WRITTEN EXERCISE — Can you rewrite the items below as a Markdown table with the columns "No." and "Line", giving each line its own numbered row and skipping any blank lines?

*** RECORDS PROVIDED

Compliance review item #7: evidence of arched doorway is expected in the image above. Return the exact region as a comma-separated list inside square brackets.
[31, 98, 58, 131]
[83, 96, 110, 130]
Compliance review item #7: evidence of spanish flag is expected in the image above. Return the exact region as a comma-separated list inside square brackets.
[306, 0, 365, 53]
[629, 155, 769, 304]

******

EXERCISE SOLUTION —
| No. | Line |
|---|---|
| 1 | Compliance review item #7: evidence of arched doorway is expected in the image above. Return the exact region as a comma-separated list inside square brackets. |
| 2 | [31, 98, 58, 131] |
| 3 | [83, 96, 110, 130] |
| 4 | Compliance review item #7: evidence of spanish flag is expected in the image above. Return the exact region as a comma-separated list inside square brackets. |
| 5 | [306, 0, 365, 53] |
| 6 | [629, 155, 769, 304] |